→ WHAT IS REQUIRED: How many lines in the records below hold the string "negative"? Answer with the number alone.

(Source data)
====================
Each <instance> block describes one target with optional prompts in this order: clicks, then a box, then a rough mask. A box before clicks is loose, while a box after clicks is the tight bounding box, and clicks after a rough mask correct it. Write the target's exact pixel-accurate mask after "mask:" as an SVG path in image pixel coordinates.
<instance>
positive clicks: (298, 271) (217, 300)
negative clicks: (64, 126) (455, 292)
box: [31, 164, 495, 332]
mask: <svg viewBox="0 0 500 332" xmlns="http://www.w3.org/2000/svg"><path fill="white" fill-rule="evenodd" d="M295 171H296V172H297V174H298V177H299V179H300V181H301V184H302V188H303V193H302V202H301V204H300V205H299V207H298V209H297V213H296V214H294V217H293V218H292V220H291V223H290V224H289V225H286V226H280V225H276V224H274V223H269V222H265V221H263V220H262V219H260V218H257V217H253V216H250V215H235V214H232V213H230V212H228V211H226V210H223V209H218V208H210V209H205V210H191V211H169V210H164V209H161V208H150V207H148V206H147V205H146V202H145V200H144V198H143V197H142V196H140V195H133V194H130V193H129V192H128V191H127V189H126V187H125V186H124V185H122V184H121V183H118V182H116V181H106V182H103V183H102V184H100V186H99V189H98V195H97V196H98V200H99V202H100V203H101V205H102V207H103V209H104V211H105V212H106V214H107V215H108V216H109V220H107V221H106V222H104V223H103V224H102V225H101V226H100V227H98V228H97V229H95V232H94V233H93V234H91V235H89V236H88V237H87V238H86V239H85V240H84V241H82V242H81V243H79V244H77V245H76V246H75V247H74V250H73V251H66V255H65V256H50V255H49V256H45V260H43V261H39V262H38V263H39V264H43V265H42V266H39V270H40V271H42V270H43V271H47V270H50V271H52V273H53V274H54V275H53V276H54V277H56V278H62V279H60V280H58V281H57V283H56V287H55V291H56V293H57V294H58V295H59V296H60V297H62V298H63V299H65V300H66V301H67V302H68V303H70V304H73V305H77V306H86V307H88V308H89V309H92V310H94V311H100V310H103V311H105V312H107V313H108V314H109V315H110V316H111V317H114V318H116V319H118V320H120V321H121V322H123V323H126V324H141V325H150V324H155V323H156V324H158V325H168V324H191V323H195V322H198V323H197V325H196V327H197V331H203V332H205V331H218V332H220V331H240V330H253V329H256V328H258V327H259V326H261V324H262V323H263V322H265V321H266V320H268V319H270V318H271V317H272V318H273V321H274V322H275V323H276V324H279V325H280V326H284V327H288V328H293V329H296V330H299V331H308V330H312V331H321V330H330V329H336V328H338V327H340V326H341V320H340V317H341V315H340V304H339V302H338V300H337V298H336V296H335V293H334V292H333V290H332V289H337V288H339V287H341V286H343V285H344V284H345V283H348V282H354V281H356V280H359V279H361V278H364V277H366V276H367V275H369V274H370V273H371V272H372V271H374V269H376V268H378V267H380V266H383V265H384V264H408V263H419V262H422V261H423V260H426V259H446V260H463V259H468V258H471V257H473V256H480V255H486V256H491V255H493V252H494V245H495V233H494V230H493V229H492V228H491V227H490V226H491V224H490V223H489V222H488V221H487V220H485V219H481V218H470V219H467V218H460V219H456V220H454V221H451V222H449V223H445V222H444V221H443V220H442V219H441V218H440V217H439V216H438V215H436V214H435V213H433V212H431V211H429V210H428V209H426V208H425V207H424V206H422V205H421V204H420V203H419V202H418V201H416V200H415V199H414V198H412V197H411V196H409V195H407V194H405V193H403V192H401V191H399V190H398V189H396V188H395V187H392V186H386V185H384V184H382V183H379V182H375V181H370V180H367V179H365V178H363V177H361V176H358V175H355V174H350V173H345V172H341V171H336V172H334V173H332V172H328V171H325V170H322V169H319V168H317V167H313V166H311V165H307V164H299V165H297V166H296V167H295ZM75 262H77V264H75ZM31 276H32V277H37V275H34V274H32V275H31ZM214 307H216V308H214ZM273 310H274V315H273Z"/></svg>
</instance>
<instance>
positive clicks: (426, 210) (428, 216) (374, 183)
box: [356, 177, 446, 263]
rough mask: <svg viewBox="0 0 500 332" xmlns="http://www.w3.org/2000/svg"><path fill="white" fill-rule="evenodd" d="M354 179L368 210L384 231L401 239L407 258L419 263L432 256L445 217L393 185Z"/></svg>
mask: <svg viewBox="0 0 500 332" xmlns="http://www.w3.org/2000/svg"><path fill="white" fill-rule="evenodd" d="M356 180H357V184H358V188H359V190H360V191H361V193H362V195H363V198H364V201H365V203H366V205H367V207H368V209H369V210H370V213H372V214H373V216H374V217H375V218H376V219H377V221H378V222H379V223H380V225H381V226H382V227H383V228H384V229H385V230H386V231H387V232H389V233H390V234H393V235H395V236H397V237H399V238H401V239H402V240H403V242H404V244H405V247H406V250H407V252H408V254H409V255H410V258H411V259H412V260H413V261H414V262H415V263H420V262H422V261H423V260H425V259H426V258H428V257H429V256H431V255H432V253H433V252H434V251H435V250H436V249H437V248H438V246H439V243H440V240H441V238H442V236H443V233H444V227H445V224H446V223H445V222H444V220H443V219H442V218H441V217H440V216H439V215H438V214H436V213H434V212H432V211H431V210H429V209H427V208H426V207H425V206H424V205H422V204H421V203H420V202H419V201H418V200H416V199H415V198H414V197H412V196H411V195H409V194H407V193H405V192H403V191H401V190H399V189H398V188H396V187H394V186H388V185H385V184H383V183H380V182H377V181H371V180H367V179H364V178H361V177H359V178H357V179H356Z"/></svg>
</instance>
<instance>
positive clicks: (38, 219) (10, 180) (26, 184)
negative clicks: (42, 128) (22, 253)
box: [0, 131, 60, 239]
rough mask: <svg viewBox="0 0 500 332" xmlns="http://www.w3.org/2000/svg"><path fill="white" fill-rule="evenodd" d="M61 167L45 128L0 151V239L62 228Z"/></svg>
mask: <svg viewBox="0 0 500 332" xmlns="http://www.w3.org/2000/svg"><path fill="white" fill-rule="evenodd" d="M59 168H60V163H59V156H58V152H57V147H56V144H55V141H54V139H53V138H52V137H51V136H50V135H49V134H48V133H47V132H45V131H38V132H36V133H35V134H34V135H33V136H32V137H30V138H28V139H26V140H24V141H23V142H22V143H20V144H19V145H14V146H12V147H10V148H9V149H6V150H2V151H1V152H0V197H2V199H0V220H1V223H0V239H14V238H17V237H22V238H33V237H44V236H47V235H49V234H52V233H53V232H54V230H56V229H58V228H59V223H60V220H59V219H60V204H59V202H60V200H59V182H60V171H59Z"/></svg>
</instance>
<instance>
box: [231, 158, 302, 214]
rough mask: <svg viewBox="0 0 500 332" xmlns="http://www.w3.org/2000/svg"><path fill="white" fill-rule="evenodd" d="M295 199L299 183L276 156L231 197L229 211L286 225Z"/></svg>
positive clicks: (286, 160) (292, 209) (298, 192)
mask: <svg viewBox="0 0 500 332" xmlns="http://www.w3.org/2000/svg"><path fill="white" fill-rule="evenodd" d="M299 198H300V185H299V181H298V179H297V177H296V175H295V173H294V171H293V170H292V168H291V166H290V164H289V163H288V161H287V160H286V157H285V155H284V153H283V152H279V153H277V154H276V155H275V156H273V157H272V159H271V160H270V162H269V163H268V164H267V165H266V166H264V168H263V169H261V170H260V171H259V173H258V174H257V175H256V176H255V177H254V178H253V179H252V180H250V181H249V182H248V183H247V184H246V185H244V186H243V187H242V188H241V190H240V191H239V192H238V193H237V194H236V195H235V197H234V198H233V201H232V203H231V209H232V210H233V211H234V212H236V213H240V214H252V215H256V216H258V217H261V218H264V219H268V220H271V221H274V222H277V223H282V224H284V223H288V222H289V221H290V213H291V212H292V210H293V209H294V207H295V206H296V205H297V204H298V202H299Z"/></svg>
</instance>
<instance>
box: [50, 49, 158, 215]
====================
→ EXPECTED ANSWER: 2